### What to work on:
A – In the sound design write-up, turn the paragraph beginning "I made several large changes" into a short bulleted list that keeps its main facts.
B – Pick up the sound design write-up after its final sentence and keep it going.

The sound design is holding for the other design elements to be solidified at this point. Consistent concerns have been where speakers can be hidden on the stage, whether or not booms will be in the space (I would prefer there to be booms so speakers can be hung on them), what stationary set pieces exist and what mobile set pieces exist. Black curtains will be hung on the rear wall to absorb some sound and help eliminate the excess reverberations in the space.

Rehearsal Process

Concept Changes

I made several large changes to the design concept during the rehearsal process. Though live microphones remained important to the design as a whole, I found that it was incredibly difficult to create the intended effects of picking up and then manipulating live sounds in the room while making the tech remain transparent (i.e. there was nowhere to hide the microphones). Eventually these ideas were abandoned in favor of the actors creating the necessary sounds in the room with dried beans, rain sticks attached to chairs, and their voices. The remaining microphones were only used to provide effects to change the ambience of the room as the play changed to different settings (i.e. Hell and the inside of a whale).

### Data provided:
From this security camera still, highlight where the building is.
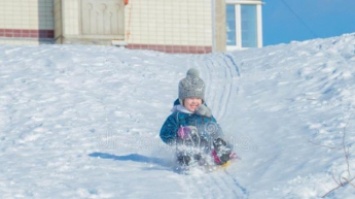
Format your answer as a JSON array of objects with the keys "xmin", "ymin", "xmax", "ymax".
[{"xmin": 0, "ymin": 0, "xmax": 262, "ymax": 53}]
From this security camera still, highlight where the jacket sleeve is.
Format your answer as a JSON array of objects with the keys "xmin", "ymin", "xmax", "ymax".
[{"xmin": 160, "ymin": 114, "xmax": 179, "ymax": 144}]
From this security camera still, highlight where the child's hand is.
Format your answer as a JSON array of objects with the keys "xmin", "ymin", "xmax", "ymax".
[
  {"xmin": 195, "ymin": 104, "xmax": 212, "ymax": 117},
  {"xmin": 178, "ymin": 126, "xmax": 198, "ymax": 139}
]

==

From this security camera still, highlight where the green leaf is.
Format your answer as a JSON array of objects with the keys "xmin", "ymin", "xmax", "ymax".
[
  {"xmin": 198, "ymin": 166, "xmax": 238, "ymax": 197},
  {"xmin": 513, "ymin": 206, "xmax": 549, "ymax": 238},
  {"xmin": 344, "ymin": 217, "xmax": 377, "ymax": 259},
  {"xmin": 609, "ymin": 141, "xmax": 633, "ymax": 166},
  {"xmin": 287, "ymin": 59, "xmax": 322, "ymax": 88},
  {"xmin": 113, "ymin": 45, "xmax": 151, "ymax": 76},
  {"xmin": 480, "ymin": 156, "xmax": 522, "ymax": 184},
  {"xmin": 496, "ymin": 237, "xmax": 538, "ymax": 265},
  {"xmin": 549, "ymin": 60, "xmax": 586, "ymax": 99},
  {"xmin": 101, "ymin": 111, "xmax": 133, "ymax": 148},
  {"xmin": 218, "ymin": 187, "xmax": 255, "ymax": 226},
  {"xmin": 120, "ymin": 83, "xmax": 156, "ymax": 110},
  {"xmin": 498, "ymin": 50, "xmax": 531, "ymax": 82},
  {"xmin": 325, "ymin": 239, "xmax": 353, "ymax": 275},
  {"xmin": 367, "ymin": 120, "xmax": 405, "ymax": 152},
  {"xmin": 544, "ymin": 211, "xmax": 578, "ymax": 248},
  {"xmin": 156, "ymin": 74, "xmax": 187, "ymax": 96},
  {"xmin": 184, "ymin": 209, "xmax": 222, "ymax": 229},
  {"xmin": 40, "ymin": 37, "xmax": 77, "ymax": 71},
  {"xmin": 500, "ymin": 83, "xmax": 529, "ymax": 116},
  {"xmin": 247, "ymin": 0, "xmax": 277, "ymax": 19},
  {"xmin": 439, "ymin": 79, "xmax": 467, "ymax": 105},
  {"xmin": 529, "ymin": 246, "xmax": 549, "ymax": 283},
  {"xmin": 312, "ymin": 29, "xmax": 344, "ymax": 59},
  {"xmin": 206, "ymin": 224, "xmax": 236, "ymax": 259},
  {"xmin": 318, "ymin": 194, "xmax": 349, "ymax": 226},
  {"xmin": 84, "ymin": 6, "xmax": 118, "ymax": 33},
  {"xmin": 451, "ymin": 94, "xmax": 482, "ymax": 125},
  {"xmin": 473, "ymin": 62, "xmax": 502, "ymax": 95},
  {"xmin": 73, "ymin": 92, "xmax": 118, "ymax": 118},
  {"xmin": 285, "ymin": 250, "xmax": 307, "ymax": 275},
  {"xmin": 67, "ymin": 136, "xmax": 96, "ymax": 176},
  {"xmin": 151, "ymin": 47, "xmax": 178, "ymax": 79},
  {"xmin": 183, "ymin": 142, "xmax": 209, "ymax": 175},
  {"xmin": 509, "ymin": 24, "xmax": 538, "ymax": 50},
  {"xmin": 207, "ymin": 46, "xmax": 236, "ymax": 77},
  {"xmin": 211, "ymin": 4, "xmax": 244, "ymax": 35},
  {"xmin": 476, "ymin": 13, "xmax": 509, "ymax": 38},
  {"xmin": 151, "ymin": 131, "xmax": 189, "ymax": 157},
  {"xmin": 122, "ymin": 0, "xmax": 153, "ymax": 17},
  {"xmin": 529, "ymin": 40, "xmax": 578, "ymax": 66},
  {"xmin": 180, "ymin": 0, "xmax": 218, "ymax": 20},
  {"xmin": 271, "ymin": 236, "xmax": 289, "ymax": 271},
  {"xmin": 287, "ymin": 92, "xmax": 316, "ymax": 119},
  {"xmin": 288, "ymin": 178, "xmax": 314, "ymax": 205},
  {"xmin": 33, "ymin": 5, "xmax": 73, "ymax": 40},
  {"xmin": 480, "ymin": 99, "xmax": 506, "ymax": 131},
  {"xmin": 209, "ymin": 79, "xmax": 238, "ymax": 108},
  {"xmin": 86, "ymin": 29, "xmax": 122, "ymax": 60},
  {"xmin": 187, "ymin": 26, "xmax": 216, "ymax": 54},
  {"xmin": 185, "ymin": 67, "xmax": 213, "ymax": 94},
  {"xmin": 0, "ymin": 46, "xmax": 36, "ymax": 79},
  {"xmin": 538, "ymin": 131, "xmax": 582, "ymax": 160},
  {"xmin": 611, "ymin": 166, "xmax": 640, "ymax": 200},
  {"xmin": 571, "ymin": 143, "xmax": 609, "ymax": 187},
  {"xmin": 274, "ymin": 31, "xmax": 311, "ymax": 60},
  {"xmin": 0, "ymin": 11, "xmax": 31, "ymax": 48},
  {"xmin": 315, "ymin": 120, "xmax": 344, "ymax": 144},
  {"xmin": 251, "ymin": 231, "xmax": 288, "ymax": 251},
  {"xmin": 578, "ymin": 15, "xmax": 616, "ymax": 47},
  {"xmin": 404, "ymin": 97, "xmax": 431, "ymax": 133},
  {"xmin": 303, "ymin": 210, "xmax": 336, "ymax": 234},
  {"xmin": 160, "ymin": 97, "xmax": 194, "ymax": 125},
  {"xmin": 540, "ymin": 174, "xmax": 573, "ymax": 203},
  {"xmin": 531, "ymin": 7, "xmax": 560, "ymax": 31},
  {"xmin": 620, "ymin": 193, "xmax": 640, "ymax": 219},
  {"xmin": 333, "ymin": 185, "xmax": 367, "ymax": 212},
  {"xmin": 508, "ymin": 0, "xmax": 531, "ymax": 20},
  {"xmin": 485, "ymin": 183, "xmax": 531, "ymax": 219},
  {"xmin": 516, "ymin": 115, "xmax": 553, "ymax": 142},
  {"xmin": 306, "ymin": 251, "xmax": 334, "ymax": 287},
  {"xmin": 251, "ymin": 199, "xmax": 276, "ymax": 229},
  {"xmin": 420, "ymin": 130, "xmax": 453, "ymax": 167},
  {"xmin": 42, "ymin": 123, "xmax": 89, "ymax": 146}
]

* * *

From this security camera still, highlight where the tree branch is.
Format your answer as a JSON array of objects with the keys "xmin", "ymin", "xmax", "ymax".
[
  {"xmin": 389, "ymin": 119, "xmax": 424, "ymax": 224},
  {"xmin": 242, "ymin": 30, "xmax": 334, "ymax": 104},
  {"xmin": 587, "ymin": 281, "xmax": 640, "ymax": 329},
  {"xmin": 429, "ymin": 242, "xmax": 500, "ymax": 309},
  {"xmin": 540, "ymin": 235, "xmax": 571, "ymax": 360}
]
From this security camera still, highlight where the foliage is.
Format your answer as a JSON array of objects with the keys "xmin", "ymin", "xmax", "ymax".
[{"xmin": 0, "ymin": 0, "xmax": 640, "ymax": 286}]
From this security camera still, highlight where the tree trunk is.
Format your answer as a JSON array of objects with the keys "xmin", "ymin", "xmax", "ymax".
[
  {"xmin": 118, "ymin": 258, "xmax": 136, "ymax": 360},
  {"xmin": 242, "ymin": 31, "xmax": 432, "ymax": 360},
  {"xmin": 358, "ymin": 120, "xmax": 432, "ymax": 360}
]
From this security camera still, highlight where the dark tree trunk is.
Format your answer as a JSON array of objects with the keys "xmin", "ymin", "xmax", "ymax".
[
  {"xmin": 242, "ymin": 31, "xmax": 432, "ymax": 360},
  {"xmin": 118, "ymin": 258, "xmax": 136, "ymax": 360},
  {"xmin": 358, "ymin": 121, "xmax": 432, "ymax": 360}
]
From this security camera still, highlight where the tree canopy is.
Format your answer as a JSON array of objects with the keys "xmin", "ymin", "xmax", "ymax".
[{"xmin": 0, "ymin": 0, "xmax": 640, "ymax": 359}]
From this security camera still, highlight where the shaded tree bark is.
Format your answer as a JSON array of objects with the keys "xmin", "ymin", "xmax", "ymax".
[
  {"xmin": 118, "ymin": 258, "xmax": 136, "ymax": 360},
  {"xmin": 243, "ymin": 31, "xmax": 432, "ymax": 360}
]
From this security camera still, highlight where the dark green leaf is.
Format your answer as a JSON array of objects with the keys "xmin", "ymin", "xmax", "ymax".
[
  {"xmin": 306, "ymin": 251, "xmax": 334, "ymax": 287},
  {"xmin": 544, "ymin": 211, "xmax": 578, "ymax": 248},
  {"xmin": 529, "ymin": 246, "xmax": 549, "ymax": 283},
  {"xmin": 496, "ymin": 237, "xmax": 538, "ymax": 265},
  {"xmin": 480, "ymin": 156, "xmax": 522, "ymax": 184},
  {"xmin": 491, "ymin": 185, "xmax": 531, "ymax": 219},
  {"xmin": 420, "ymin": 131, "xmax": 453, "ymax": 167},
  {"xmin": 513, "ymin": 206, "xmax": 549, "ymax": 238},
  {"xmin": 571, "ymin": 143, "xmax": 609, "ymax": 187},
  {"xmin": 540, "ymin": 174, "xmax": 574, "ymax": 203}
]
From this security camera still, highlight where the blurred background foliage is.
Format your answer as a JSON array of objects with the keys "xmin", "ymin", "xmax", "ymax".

### Exercise answers:
A –
- Several large changes were made to the design concept during rehearsals.
- Live microphones stayed important to the design as a whole.
- Picking up and manipulating live sounds in the room while keeping the tech out of sight proved very hard, since there was nowhere to hide the microphones.
- Those ideas were dropped. Instead, the actors made the needed sounds in the room with dried beans, rain sticks attached to chairs, and their voices.
- The remaining microphones were used only for effects that changed the room's ambience as the play moved to different settings, such as Hell and the inside of a whale.

B –
Challenges in Rehearsal

The main challenge I faced during rehearsal was time management. I held three roles in the production: sound designer, composer, and music director. I regret functioning as music director, and I think the piece as a whole would have been more successful had I not held that position. I found it difficult to find time to compose the music, teach the actors, organize the pit orchestra, and also create a working system and sound design. Of my duties, the music suffered the most.

Musical Difficulties

I rewrote fewer of the songs than I intended because I did not have time to teach and run new music with the cast. I also had very limited time to rehearse with the band. Because of that, we had to fire our pianist very late into the rehearsal period. While we did find a new pianist during tech, the cohesiveness of the music suffered because of that late substitution.

In addition to these problems, I found that without an assistant musical director or even a rehearsal pianist, the cast continued to revert to the music they learned previously instead of the new scores. While this tendency was limited to non-principals, many of the themes I tried to establish by rewriting portions of the score were subsequently lost.

Conceptual and Design Difficulties

Another major hurdle was Emily’s insistence on restaging the show completely multiple times throughout the process. Though I support her decision to make large changes to the direction of the play, it was disorienting, as I had to adjust my concepts and intended design very late in the rehearsal process. Consequently, as tech started I was behind in my creation of media and effects presets. While this didn’t affect the success of my design, I think given more time I could have fleshed out some of the soundscapes with more attention to detail, and could have salvaged more of my cues that were cut through the rehearsal process.

Analysis

Sound Design Analysis

My design can be separated into two areas: room effects and literal cues.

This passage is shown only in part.